Rewrite all of the items below, changing every "Reviewer note" to "Annotator note" and keeping everything else the same. Leave the pictures out of your answer.

======== ENTRIES SUPPLIED ========

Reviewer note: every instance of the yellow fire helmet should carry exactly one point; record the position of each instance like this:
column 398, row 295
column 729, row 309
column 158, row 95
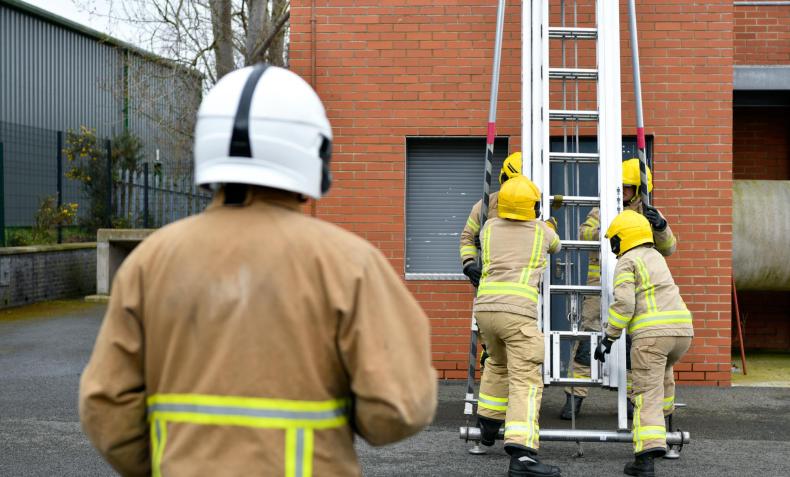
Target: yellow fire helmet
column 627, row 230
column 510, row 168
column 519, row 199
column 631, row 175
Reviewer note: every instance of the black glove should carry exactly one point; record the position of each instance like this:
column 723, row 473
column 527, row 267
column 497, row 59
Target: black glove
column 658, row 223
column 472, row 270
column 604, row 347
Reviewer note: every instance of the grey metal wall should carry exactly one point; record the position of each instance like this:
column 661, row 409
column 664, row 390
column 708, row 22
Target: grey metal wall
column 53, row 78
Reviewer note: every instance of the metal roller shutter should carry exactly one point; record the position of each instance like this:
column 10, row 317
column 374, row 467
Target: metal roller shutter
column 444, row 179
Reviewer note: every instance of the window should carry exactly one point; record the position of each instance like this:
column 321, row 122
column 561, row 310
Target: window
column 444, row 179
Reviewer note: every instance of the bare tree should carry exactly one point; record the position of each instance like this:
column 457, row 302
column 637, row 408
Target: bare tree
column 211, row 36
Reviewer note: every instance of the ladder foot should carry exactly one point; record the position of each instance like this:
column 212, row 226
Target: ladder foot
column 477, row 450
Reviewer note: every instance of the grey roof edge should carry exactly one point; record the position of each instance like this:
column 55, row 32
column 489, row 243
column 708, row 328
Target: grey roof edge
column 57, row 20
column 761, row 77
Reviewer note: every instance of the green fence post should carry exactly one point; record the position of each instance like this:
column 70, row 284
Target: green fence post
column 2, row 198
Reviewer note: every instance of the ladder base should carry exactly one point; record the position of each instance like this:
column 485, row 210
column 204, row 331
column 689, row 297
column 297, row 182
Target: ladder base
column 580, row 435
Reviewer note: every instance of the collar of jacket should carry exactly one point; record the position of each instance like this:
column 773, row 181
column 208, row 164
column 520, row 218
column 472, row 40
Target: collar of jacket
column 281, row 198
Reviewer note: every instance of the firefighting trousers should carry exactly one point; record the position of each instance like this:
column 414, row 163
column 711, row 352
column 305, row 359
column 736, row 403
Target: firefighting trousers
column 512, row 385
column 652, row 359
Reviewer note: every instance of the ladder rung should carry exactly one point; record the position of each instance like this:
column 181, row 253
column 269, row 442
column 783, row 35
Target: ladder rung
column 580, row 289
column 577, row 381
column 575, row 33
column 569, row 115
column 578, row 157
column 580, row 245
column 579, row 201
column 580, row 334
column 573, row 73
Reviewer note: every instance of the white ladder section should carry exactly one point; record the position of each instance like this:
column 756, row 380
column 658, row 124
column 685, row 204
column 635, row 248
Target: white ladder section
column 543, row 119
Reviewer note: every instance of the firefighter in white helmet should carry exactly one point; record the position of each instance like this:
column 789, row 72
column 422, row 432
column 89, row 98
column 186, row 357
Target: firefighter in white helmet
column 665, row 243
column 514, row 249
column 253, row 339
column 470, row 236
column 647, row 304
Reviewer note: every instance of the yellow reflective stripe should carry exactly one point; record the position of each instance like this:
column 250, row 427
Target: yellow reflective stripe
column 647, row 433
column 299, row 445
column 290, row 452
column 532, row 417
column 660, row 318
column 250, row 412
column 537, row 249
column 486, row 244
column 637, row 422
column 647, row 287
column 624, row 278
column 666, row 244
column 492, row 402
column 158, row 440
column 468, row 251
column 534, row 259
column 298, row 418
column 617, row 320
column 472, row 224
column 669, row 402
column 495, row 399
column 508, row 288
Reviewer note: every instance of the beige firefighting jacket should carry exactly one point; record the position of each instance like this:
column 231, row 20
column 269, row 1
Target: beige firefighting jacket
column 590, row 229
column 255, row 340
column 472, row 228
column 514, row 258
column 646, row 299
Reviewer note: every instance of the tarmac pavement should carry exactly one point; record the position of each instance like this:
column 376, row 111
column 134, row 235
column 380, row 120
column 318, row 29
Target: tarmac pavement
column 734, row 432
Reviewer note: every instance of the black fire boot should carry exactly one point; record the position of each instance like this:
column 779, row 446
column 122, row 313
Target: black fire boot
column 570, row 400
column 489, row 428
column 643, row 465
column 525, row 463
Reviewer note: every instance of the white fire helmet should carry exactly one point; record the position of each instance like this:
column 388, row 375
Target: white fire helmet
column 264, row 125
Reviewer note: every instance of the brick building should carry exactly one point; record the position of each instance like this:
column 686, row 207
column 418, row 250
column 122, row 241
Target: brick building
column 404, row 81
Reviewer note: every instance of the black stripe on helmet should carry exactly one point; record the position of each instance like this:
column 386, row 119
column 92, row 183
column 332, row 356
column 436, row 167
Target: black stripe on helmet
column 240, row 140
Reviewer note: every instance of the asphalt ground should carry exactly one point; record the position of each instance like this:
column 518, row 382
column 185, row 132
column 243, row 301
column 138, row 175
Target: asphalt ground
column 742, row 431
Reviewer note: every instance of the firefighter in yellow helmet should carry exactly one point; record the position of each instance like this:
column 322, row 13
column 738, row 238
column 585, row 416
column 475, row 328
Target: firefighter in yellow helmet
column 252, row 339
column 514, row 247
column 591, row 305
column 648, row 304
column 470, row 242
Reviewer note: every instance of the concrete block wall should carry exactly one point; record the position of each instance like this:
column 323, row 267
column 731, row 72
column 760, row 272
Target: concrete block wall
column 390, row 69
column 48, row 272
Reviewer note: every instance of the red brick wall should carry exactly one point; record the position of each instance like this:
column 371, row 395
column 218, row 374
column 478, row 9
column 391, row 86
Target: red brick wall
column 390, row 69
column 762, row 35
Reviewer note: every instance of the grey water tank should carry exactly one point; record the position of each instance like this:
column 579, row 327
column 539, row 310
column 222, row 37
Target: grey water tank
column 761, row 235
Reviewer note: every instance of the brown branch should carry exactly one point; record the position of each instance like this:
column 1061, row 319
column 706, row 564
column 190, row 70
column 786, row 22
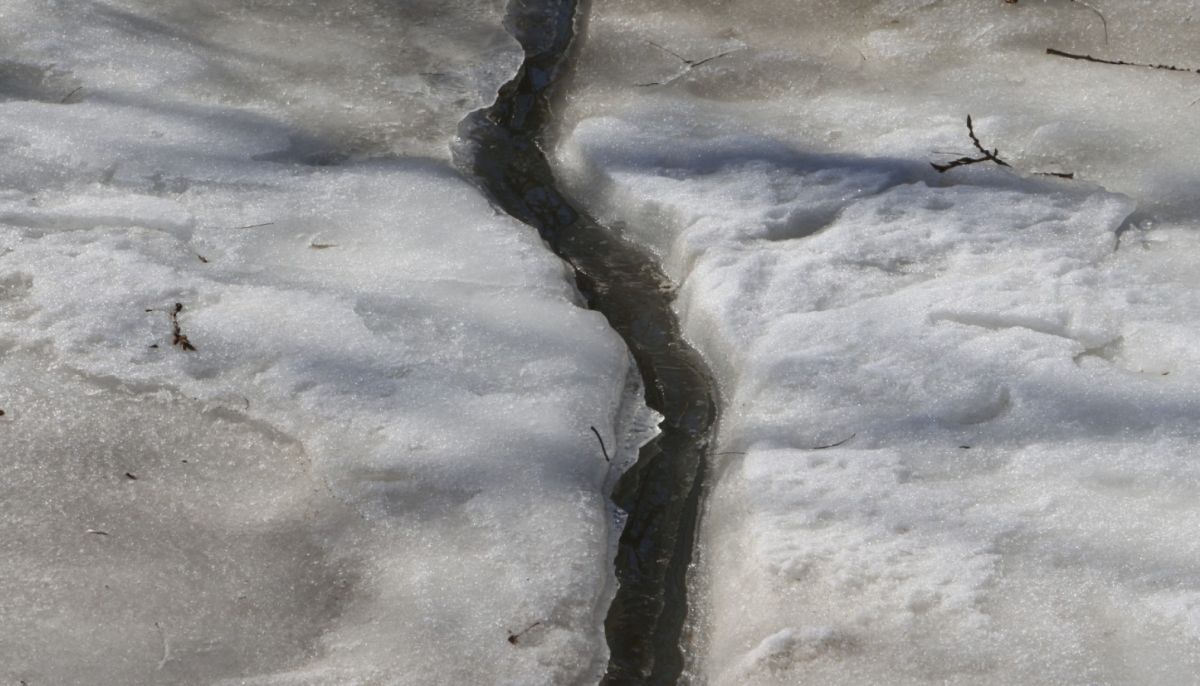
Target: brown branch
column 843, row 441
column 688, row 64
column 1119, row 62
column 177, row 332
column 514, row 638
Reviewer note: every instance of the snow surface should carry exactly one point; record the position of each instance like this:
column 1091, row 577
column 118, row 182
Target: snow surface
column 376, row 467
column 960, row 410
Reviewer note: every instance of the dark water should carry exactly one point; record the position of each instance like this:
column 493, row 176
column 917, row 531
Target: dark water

========

EXERCISE SOLUTION
Annotator note: every instance of the yellow fire helmet should carry exactly one point; record the position of each instance like this:
column 398, row 295
column 729, row 309
column 158, row 95
Target: yellow fire helmet
column 627, row 230
column 510, row 168
column 519, row 199
column 631, row 175
Annotator note: every instance of the black glove should carry exactly one point; record the position of each instance like this:
column 723, row 473
column 527, row 267
column 497, row 59
Target: black glove
column 658, row 223
column 472, row 270
column 604, row 347
Annotator note: every instance of the grey metal wall should carry exactly one point; record the position of each instance like this:
column 661, row 409
column 664, row 390
column 708, row 22
Target: grey metal wall
column 53, row 78
Annotator note: every instance of the metal roller shutter should carry exactly one point; record the position of each instance like this:
column 10, row 317
column 374, row 467
Target: metal roller shutter
column 444, row 179
Annotator note: every instance of the window should carry exactly one point; record the position of each instance like this:
column 321, row 122
column 561, row 310
Target: window
column 444, row 179
Annotator note: every instance of the bare tree should carry exactly one point; record the position of each instance like this:
column 457, row 302
column 637, row 408
Target: bare tree
column 211, row 36
Annotator note: every instance of the ladder foot should carry exactly one point; record the position of each instance like this:
column 212, row 226
Target: ladder foot
column 477, row 450
Annotator note: every instance of the grey roof edge should carry exactly one point; record the position of each instance like this:
column 55, row 32
column 489, row 243
column 708, row 328
Target: grey roof edge
column 57, row 20
column 761, row 77
Annotator note: every instance of the green fence post should carry exactly one point; record the position of each instance like this:
column 70, row 284
Target: green fence post
column 2, row 198
Annotator note: every instance of the ladder base should carry exactly one point; record the position of each instance like this:
column 485, row 210
column 204, row 331
column 689, row 297
column 297, row 182
Target: ladder base
column 580, row 435
Annotator note: every instance of the collar of jacket should carry exactly one point; record the position of each instance like this:
column 773, row 181
column 208, row 164
column 520, row 218
column 472, row 40
Target: collar of jacket
column 281, row 198
Annotator note: every instance of the firefighting trousers should carry exactly one point; record the position of each instance like this:
column 414, row 163
column 711, row 352
column 305, row 359
column 736, row 403
Target: firefighting trousers
column 512, row 385
column 652, row 359
Annotator note: every instance of the ladder rung should carry exactly one point; record the position of each instance like this:
column 181, row 253
column 269, row 442
column 783, row 35
Target: ladder rung
column 580, row 289
column 577, row 381
column 575, row 33
column 569, row 115
column 578, row 157
column 580, row 245
column 579, row 201
column 580, row 334
column 573, row 73
Annotator note: every instance of the white ladder section should carry exactly one point; record the position of each instance like this:
column 756, row 380
column 658, row 124
column 685, row 204
column 635, row 248
Target: white ladder section
column 543, row 119
Annotator note: every instance of the firefighter in white helmet should carry exactly one point; record the position of each instance like this:
column 789, row 72
column 422, row 432
column 89, row 98
column 186, row 357
Target: firefighter in white helmet
column 665, row 243
column 514, row 249
column 253, row 339
column 470, row 236
column 647, row 304
Annotator note: every instance of the yellow reflective stripe should carry exactly one point; record the position of each instance like this:
column 250, row 427
Target: yellow reflective stripe
column 647, row 433
column 299, row 445
column 290, row 452
column 532, row 417
column 660, row 318
column 250, row 412
column 537, row 249
column 486, row 244
column 637, row 422
column 647, row 287
column 624, row 278
column 666, row 244
column 492, row 402
column 158, row 440
column 468, row 251
column 534, row 259
column 298, row 418
column 617, row 320
column 472, row 224
column 669, row 402
column 495, row 399
column 508, row 288
Annotator note: every instance of the beige firefighting jacket should carry exactly one point; record the position of each instance like this:
column 231, row 20
column 269, row 1
Target: beige firefighting jacket
column 590, row 229
column 255, row 340
column 472, row 228
column 514, row 258
column 646, row 299
Annotator note: every instance of the tarmac pavement should carry exactly one point; record the position of each instance like this:
column 376, row 111
column 134, row 235
column 380, row 120
column 318, row 29
Target: tarmac pavement
column 734, row 432
Annotator note: every instance of the black fire boot should carry exactly one point; record the position of each instance like this:
column 779, row 446
column 122, row 313
Target: black fire boot
column 570, row 400
column 489, row 428
column 643, row 465
column 525, row 463
Annotator note: every instance of the white fire helmet should carry exactly one point; record the position of each instance like this:
column 388, row 375
Target: white fire helmet
column 264, row 125
Annotator note: every instance of the brick building should carry exactly one point; record the position of each instance like this:
column 686, row 207
column 418, row 250
column 122, row 241
Target: brick building
column 404, row 81
Annotator note: every instance of the black stripe on helmet should carry exactly one point; record the position of each instance like this:
column 386, row 119
column 92, row 183
column 332, row 356
column 436, row 167
Target: black stripe on helmet
column 240, row 140
Annotator note: every instance of the asphalt ground should carry exactly one point; record the position of each instance like this:
column 518, row 382
column 185, row 132
column 243, row 301
column 138, row 175
Target: asphalt ground
column 742, row 431
Annotator note: every instance of the firefighter in yellow helmet should carry exactly one point; record the position of each instance like this:
column 322, row 13
column 738, row 238
column 585, row 416
column 475, row 328
Target: firefighter in yellow helmet
column 252, row 339
column 514, row 247
column 591, row 305
column 648, row 304
column 470, row 242
Annotator note: every instance of the concrete block wall should carry exactly one point; record the position of each instance like this:
column 323, row 267
column 731, row 72
column 760, row 272
Target: concrete block wall
column 390, row 69
column 48, row 272
Annotator note: every instance of the red brick wall should carry exactly one point; record the position of each instance like this:
column 371, row 395
column 218, row 374
column 478, row 9
column 391, row 86
Target: red brick wall
column 390, row 69
column 762, row 35
Annotator note: every instance of the grey water tank should carry exactly one point; record the position of each instance like this:
column 579, row 327
column 539, row 310
column 222, row 37
Target: grey water tank
column 761, row 235
Annotator note: every instance of the brown branch should carry exactly one point; record the position of each instance like this:
column 1061, row 319
column 706, row 564
column 190, row 70
column 786, row 22
Target: brown branch
column 843, row 441
column 688, row 64
column 1119, row 62
column 177, row 332
column 514, row 638
Annotator note: every instance of the snow surface should carry exactly one point; record the position of each instance like this:
column 1091, row 577
column 118, row 182
Target: snow surface
column 376, row 467
column 960, row 410
Annotator note: every instance of the dark water should carry exactly one point; record the position of each instance like this:
column 493, row 176
column 917, row 531
Target: dark water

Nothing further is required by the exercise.